* [TEXTAUSZUG]

„Die Pauke ist wie eine Riesen-Pille.“
Pauken statt Pillen
Überall auf der Welt hört und macht man Musik. Sie verbindet und ist dabei eine besondere Art der Kommunikation, die völlig ohne Worte auskommt. Töne und Klänge beeinflussen unsere Stimmung und können uns gleichermaßen zum Lächeln bringen und zu Tränen rühren. Musiktherapie hat daher eine große Wirkung auf unsere Hirnstruktur. Sie beschäftigt sich mit Fragen, wie sich Musik auf den Körper und den Geist eines Menschen auswirkt und das Gehirn auf musikalische Impulse reagiert.
Was ist Musiktherapie überhaupt?

* [AUFGABE] Setze den Textauszug über Musiktherapie im Anschluss an die Zeile „Was ist Musiktherapie überhaupt?“ fort.

* [BEREITGESTELLTES MATERIAL]
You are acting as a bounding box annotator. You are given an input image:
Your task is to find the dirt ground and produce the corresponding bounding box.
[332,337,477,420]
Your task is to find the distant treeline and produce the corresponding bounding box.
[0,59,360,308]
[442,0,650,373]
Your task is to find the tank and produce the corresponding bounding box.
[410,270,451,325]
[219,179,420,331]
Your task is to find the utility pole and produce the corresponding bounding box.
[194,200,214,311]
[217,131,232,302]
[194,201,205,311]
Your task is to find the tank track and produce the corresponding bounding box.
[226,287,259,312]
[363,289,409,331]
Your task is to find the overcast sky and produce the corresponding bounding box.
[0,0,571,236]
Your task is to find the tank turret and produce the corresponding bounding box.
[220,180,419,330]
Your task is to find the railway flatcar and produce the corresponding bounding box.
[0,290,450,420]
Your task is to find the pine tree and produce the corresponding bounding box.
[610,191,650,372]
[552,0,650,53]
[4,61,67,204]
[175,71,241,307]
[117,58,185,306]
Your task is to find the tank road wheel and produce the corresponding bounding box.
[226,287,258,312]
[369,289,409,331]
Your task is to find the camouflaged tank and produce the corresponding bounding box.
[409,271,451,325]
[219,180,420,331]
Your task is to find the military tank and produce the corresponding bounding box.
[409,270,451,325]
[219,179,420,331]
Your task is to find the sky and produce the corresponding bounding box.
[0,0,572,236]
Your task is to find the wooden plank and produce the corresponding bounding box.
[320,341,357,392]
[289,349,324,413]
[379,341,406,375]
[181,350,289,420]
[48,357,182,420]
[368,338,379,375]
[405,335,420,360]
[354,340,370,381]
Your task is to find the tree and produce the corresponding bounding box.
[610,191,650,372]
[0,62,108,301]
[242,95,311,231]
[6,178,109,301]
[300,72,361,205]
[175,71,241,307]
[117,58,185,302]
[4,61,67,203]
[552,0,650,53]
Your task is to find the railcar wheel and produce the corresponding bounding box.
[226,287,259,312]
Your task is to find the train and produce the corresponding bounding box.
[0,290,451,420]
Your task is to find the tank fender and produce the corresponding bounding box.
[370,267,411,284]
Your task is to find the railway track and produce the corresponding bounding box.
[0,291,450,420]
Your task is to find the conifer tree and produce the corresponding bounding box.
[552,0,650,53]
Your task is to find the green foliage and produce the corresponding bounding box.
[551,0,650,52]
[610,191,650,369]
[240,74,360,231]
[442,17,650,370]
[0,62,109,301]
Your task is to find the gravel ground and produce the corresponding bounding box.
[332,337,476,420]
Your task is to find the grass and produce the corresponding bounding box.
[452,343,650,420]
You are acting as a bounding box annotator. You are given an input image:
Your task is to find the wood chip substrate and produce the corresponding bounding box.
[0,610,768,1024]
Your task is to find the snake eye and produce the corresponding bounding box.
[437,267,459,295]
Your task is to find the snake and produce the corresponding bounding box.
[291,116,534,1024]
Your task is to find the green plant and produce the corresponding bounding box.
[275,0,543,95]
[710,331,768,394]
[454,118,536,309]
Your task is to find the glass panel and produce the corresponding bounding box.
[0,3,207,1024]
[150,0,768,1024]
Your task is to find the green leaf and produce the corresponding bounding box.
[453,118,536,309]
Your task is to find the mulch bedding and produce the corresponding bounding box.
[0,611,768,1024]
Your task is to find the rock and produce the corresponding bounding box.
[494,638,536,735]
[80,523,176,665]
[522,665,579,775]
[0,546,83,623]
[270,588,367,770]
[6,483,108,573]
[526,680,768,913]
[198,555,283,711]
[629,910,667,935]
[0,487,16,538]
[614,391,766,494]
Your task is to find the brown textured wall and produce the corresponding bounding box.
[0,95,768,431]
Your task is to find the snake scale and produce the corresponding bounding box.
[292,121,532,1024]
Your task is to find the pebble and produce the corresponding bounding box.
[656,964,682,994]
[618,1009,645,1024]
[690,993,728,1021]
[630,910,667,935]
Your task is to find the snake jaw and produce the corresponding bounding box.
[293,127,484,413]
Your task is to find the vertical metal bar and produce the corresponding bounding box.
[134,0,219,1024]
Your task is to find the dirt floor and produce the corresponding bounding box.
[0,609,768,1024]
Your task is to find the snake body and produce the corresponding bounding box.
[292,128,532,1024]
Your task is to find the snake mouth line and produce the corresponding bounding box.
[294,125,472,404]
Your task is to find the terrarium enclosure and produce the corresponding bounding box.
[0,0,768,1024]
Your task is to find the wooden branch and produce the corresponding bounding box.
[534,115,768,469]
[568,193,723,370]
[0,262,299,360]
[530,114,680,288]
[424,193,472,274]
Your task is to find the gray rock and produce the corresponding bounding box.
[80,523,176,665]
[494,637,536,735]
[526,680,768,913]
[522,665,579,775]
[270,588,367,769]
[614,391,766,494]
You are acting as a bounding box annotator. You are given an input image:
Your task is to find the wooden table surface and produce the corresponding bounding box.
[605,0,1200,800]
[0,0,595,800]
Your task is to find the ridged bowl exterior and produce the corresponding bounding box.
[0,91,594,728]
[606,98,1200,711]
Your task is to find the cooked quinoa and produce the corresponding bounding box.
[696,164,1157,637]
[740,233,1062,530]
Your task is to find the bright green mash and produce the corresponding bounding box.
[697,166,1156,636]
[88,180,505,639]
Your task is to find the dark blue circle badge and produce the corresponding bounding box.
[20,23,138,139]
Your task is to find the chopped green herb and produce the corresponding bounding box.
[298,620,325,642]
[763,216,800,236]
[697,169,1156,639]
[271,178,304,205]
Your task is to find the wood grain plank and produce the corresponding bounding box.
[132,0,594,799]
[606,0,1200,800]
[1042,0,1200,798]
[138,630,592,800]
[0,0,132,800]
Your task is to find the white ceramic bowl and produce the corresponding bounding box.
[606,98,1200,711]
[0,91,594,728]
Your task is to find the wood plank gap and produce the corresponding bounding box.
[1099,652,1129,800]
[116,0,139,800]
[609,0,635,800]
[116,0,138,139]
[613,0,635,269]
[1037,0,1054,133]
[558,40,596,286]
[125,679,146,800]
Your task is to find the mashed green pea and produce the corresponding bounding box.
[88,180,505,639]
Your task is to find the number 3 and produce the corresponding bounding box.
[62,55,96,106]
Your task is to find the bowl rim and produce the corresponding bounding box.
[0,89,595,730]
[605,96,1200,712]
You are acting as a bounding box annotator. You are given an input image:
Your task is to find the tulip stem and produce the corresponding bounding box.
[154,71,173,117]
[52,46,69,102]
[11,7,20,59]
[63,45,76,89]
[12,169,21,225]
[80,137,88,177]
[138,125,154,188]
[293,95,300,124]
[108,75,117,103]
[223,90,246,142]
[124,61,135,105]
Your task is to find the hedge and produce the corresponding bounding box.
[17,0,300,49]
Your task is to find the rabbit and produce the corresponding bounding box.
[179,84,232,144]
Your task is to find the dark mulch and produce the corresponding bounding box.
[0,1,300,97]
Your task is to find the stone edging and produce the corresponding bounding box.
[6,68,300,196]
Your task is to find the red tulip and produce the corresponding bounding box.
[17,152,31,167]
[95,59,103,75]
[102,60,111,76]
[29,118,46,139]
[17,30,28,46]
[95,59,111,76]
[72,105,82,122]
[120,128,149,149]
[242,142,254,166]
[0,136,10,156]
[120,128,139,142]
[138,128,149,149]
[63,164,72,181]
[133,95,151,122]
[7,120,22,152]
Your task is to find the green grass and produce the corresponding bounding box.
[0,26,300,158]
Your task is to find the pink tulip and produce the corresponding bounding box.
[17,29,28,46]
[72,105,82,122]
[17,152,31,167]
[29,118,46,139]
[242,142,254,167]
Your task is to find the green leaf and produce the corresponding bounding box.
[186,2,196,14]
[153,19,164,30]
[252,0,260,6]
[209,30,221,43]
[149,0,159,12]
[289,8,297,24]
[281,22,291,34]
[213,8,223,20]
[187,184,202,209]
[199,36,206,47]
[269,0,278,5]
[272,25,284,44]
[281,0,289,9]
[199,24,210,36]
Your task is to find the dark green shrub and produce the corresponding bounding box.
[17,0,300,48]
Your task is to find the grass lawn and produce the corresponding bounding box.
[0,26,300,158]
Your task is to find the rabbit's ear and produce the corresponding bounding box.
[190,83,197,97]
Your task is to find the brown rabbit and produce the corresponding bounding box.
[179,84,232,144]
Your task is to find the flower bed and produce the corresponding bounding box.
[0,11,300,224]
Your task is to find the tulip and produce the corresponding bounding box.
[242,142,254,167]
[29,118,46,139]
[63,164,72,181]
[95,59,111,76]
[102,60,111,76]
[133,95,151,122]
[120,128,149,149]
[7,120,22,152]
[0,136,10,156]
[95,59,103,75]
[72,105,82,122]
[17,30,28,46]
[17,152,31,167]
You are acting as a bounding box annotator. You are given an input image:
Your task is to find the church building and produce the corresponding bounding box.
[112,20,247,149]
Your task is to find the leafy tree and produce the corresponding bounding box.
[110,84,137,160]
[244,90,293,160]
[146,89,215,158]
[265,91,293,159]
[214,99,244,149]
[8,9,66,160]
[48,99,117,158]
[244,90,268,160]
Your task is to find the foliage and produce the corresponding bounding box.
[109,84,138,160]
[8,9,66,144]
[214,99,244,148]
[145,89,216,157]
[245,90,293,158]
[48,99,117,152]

* [GELÖSTE AUFGABE]
Bereits vor 40.000 Jahren benutzten die Menschen erste Instrumente, wobei musikalische Geräusche wie Klatschen, Trommeln, Rasseln und vor allem der Gesang laut wissenschaftlichen Untersuchungen schon weitaus früher existierten. „Sowohl das Hören von Musik als auch das Musizieren lösen eine Flut von Hormonen in unserem Körper aus“, meint Ulrike Gutzeit. Die Musiktherapeutin ist seit 2002 in verschiedenen psychosomatischen Kliniken tätig. Dabei wird das limbische System im Gehirn, das für die Verarbeitung von Emotionen verantwortlich ist, aktiviert.
Der Patient steht im Mittelpunkt
„Jeder Mensch ist anders, deswegen wird die Art der Therapie und die Verwendung der Musikinstrumente auf den jeweiligen Patienten abgestimmt. Der Patient wird bei dieser Entscheidung immer miteinbezogen“, betont Gutzeit. Für Patienten in einer solchen Klinik gehöre eine Musiktherapie oft zur Behandlung dazu, allerdings spreche nicht jeder gleichermaßen darauf an. Um für Musik empfänglich zu sein, müssen wir uns eben darauf einlassen. Dann könne eine solche Art der Therapie als Raum für die Seele im Gegensatz zu den oft kalten Kliniken dienen.
Welche Krankheiten werden behandelt?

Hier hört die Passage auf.